Data extract =
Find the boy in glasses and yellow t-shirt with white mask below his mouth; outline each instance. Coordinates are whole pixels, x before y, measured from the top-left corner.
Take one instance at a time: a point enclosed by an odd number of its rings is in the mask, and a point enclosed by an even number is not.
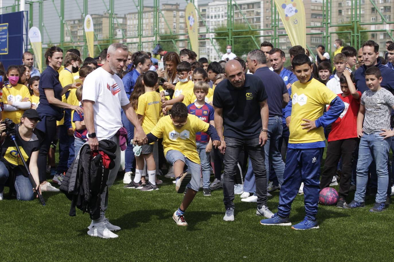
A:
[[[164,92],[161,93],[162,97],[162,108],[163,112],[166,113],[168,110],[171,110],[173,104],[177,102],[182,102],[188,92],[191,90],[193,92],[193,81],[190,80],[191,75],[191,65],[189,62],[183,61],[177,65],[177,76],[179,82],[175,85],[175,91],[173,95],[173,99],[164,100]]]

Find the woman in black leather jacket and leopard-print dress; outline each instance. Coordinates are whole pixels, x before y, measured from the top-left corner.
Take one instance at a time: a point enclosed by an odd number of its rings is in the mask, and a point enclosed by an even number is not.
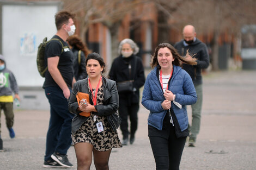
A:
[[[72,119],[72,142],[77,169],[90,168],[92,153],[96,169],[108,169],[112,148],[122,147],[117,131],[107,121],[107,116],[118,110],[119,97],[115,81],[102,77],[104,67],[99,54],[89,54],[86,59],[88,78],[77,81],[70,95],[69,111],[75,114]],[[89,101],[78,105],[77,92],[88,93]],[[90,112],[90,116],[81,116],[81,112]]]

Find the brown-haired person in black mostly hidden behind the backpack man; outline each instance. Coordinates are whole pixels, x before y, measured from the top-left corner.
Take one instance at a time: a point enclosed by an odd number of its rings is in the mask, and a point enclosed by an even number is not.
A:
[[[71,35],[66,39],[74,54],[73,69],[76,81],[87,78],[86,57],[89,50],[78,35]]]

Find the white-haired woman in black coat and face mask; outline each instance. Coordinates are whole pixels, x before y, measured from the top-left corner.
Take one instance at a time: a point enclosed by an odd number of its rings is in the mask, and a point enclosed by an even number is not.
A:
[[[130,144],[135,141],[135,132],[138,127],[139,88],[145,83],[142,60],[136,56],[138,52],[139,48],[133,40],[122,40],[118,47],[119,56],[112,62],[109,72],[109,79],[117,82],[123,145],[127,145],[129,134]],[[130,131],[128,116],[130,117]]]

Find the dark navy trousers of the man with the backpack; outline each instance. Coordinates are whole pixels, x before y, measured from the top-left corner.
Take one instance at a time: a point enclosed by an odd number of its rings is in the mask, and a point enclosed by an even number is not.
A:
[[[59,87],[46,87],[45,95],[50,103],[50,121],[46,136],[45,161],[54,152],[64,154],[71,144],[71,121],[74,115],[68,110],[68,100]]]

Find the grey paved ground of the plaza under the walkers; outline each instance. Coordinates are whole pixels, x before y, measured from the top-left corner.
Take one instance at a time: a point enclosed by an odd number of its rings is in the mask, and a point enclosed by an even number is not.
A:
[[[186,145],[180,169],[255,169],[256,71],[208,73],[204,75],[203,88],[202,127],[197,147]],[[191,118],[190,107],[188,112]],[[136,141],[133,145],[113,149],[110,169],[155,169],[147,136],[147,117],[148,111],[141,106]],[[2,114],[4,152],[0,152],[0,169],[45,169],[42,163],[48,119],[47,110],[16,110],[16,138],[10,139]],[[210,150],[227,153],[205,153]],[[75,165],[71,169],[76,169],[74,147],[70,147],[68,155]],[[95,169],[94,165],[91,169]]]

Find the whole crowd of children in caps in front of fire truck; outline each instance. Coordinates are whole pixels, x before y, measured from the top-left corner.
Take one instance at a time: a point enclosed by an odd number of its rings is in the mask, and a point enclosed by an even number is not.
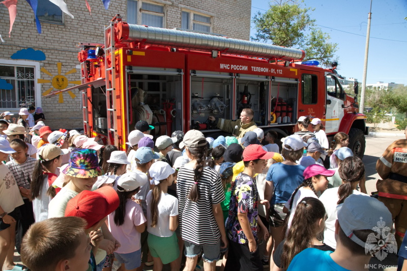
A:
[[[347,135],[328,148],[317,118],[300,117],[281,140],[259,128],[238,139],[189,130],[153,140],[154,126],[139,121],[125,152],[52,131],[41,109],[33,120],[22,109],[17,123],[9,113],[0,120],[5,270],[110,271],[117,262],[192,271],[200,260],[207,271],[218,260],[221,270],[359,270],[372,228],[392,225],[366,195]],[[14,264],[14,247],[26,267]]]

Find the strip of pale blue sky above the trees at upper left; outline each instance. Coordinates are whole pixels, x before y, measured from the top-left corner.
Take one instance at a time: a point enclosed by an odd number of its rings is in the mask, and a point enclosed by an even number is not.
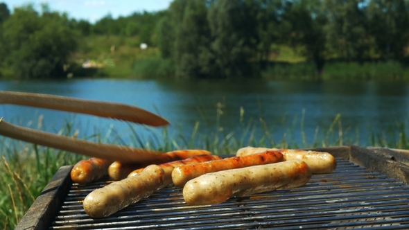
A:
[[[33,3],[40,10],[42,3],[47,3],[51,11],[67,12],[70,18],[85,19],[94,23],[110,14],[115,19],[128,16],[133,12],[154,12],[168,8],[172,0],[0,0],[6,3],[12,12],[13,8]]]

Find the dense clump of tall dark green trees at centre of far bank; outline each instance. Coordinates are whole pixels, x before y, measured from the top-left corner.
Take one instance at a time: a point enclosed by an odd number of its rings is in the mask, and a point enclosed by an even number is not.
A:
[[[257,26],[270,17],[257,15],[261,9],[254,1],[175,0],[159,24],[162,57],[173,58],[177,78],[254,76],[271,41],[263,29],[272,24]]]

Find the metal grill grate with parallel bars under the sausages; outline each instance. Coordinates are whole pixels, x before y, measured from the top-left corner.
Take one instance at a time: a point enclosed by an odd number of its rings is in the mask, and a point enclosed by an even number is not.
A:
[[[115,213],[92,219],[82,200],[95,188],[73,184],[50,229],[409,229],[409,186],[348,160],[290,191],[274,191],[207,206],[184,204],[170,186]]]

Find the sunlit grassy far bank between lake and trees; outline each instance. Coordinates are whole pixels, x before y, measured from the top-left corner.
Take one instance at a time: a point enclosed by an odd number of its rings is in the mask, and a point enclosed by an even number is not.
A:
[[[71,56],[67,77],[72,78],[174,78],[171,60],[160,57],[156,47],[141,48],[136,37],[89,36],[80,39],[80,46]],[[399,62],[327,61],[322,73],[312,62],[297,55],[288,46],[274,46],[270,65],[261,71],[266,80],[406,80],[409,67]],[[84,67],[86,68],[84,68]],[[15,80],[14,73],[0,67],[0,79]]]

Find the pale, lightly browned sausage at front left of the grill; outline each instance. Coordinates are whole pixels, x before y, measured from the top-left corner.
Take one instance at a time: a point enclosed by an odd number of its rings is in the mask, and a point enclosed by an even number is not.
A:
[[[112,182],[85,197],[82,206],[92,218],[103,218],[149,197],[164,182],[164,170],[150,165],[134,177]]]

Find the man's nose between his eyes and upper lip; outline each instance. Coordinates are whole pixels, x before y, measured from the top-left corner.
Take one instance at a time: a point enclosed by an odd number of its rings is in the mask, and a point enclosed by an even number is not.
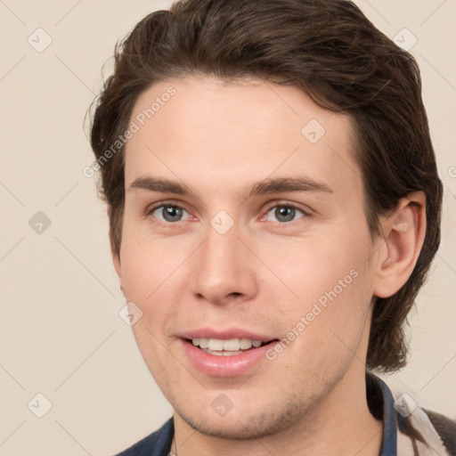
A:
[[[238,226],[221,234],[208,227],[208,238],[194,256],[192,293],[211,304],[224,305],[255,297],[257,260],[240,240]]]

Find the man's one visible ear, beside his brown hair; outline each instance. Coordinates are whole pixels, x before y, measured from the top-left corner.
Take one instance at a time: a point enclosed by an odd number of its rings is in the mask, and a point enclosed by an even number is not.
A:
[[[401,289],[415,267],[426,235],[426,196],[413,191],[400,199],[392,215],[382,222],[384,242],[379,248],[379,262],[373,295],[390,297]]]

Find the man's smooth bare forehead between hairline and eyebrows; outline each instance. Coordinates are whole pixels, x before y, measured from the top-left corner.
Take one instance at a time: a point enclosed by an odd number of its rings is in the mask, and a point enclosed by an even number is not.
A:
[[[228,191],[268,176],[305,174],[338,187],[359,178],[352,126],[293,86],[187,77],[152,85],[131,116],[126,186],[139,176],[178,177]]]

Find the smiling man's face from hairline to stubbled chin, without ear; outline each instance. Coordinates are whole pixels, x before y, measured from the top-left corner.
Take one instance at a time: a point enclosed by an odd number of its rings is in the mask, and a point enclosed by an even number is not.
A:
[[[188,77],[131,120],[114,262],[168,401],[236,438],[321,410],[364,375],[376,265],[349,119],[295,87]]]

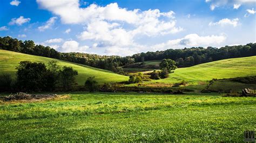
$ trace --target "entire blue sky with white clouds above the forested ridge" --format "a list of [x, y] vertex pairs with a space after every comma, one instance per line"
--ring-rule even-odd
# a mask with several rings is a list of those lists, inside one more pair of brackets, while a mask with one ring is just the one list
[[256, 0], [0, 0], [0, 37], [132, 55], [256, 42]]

Directions =
Within the listing above, print exactly the stretch beginning at the line that contains "Find the smiling" and finishing at the line that contains "--ring-rule even-odd", ends kept, pictures left out, and nothing more.

Final answer =
Find the smiling man's face from hairline to stubbled chin, without ear; outline each instance. Coordinates are whole pixels, x before y, measured from the top-left corner.
Take one instance at a time: a point enclosed by an odd number of its rings is in the mask, and a point enclosed by an even number is not.
A:
[[[188,77],[131,120],[114,262],[168,401],[236,438],[321,410],[364,375],[376,265],[349,119],[295,87]]]

$ trace --target "entire blue sky with white clouds above the forested ridge" --format "a list of [x, y] vertex pairs with a space after every comma, one instance per line"
--ring-rule even-odd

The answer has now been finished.